» Aim
Copy the listing below verbatim, line for line, with no changes.

A run of records
^^^^^^^^^^^^^^^^

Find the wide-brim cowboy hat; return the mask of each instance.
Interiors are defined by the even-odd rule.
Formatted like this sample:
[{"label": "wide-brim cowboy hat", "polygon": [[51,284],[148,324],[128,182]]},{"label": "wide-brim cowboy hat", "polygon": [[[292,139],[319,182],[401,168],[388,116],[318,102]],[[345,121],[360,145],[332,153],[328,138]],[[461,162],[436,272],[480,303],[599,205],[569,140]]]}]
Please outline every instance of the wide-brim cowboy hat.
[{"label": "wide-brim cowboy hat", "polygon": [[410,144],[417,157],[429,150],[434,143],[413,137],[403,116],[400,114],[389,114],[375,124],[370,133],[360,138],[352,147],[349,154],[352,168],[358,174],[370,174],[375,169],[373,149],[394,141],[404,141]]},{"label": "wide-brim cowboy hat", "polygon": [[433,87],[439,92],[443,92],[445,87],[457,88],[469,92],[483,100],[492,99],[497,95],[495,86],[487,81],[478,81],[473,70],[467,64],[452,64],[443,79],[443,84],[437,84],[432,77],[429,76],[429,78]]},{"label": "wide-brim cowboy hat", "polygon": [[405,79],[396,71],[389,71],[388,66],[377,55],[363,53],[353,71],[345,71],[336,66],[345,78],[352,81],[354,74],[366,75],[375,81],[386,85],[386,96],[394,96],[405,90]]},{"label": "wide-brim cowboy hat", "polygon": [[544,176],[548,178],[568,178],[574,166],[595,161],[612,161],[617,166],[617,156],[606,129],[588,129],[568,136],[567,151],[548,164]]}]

^^^^^^^^^^^^^^^^

» Result of the task
Find the wide-brim cowboy hat; return the mask of each instance.
Interiors are defined by the even-odd rule.
Formatted like this sample:
[{"label": "wide-brim cowboy hat", "polygon": [[51,284],[148,324],[128,182]]},{"label": "wide-brim cowboy hat", "polygon": [[[292,139],[319,182],[401,168],[388,116],[318,102]],[[345,121],[360,145],[332,153],[328,138]],[[461,162],[436,272],[480,303],[599,205],[569,140]]]}]
Please outline every instance of the wide-brim cowboy hat.
[{"label": "wide-brim cowboy hat", "polygon": [[410,144],[417,157],[429,150],[434,143],[413,137],[403,116],[400,114],[389,114],[375,124],[370,133],[360,138],[352,147],[349,154],[352,168],[358,174],[370,174],[375,169],[373,149],[394,141],[404,141]]},{"label": "wide-brim cowboy hat", "polygon": [[433,87],[439,92],[443,92],[445,87],[457,88],[469,92],[483,100],[492,99],[497,95],[495,86],[487,81],[478,81],[473,70],[467,64],[452,64],[443,79],[443,84],[437,84],[432,77],[429,76],[429,78]]},{"label": "wide-brim cowboy hat", "polygon": [[405,79],[396,71],[389,71],[388,66],[377,55],[363,53],[353,71],[345,71],[336,66],[345,78],[352,81],[354,74],[366,75],[375,81],[386,85],[386,96],[394,96],[405,90]]},{"label": "wide-brim cowboy hat", "polygon": [[544,176],[548,178],[568,178],[574,166],[595,161],[612,161],[617,166],[617,156],[606,129],[588,129],[568,136],[567,151],[548,164]]}]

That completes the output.